> [Exercise]:
All entries, exactly as written, should be output again.

> [Excerpted records]:
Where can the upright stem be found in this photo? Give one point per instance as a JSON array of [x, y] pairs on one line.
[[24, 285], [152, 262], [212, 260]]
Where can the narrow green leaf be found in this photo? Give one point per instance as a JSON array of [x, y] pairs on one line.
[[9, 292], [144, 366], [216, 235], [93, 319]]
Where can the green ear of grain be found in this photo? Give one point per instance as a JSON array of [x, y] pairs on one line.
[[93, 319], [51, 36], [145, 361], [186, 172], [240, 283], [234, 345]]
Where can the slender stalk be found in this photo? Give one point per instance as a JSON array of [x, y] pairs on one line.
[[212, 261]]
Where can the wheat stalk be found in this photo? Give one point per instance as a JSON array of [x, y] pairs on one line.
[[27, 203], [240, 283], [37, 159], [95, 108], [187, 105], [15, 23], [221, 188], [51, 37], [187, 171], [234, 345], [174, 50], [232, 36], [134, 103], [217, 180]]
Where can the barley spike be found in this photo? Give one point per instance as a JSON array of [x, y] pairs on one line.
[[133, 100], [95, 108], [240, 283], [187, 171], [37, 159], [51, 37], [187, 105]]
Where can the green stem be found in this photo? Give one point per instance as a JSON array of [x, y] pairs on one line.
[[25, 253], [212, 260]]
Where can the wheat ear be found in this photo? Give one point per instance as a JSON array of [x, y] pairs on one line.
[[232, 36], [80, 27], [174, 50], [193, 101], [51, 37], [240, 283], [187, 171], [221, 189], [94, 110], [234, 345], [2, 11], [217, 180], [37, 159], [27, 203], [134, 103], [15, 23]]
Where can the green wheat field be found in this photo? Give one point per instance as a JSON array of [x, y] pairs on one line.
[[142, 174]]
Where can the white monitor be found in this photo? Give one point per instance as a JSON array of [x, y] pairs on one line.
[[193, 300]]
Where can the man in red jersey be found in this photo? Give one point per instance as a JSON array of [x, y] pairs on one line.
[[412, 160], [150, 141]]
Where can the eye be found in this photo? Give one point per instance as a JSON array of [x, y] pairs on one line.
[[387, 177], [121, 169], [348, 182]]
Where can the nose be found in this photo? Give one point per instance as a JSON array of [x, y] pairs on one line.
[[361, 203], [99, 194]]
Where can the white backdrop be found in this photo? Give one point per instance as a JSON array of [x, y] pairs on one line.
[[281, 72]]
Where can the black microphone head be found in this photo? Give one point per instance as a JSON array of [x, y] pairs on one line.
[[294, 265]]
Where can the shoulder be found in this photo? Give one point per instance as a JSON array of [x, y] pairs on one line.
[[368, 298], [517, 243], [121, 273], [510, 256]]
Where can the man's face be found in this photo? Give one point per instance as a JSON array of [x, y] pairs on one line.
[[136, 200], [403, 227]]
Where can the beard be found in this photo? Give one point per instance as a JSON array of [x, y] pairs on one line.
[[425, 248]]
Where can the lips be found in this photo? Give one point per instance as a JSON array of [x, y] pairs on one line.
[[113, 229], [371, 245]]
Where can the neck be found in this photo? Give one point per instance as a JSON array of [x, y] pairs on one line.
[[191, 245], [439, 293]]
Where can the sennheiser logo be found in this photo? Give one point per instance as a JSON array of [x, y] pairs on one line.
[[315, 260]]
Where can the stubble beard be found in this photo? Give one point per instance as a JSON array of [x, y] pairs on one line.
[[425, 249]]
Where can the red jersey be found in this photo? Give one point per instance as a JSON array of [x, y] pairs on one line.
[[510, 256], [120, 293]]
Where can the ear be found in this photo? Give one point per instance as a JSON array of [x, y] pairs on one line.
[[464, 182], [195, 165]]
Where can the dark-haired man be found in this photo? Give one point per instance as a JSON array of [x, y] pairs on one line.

> [Output]:
Where can the upright stem be found in this photo? Give one point per instance as a JSON array of [x, y] pairs on one line.
[[24, 285], [152, 262], [212, 260]]
Where can the narrow green leaf be found in this photo? Give one point per instance as a JSON array of [x, y] pairs on one line.
[[9, 292], [144, 366], [216, 235], [93, 319]]
Where can the green ear of grain be found in this photo? Give one point per instance as a JSON array of [x, y] pairs on one line.
[[93, 319], [51, 36], [145, 361], [186, 172], [240, 283], [234, 345]]
Where can the slender stalk be found in this photo? Give one point per instance as a JSON array of [x, y] pairs on one line.
[[212, 261]]
Where can the wheat stalk be found in this photo? Give one point per instance as a JSON array of [x, y] pairs on one line.
[[27, 203], [240, 283], [37, 159], [95, 108], [187, 105], [15, 23], [221, 188], [51, 37], [187, 171], [234, 345], [174, 50], [232, 36], [134, 103], [217, 180]]
Where can the barley spike be found in this photo? Give one point per instance as a JSON array of [x, y] pairs on one line.
[[133, 100], [95, 108], [240, 283], [187, 171], [37, 159], [51, 37], [187, 105]]
Where can the green stem be found in this photo? Give one point per instance as a JSON array of [x, y] pairs on one line.
[[25, 253], [212, 260]]
Where can the wheat ear be found in this photo? Give one point per instance as a JSON array of [x, y] pairs on one line.
[[232, 36], [80, 27], [174, 50], [193, 101], [51, 37], [240, 283], [187, 171], [221, 189], [94, 110], [234, 345], [2, 11], [217, 180], [37, 159], [27, 203], [134, 103], [15, 23]]
Where can the green wheat field be found in this photo? Give one point per instance as a JSON array of [x, y] pairs on one line.
[[142, 174]]
Where can the white monitor be found in this photo? Give one point per instance as a JSON array of [x, y] pairs on one line.
[[193, 300]]
Where can the man in red jersey be found in this photo? Give one point per instance as a JSON array of [x, y] pairs on one line.
[[412, 160], [150, 141]]
Where can the eye be found in this photo? Give one point per instance as a JSON array of [x, y] pairs on one line.
[[387, 177], [121, 169], [348, 182]]
Where can the nose be found in this photo? Give one point per instance as a JSON array of [x, y] pairs on one line.
[[361, 203], [99, 194]]
Where can the white backdrop be found in this photo? Give one point per instance as a JSON array of [x, y] pairs on one line.
[[281, 72]]
Where can the black microphone head be found in this photo? Give one point per instance as a JSON array of [x, y] pairs on one line.
[[294, 265]]
Where can the shoulder be found in this photo? Give one point per instance as a JSON array of [x, y] pairs on one line.
[[368, 298], [517, 243], [121, 273], [510, 256]]
Where can the man's face be found in this photo? Give one point per instance as a JSON array of [x, y] pairs on one line.
[[136, 200], [403, 227]]
Where can the beard be found in this photo? Give one point per instance as a JSON array of [x, y] pairs on one line.
[[425, 248]]
Where can the lips be found in this photo? Give one point per instance as a JSON array of [x, y] pairs on one line.
[[113, 229], [371, 245]]
Where can the neck be found in this photo? Give one point per instance as a JSON array of [x, y] pairs on one line.
[[191, 245], [439, 293]]
Where can the sennheiser logo be found in this photo? Give one point per instance as a JSON array of [x, y] pairs on one line.
[[315, 260]]
Where can the stubble beard be found in this photo? Give one point per instance as a JSON array of [x, y] pairs on one line.
[[425, 249]]
Where can the red jersey be found in this photo? Give one point per instance as a JSON array of [x, y] pairs on one line.
[[510, 256], [120, 293]]
Where can the ear be found in this photo? Give one point per instance as a JSON array of [x, y] pairs on one line.
[[464, 182], [195, 165]]
Where can the dark-haired man be found in this photo? Give one point per instance as a JSON array of [x, y] pairs on one line.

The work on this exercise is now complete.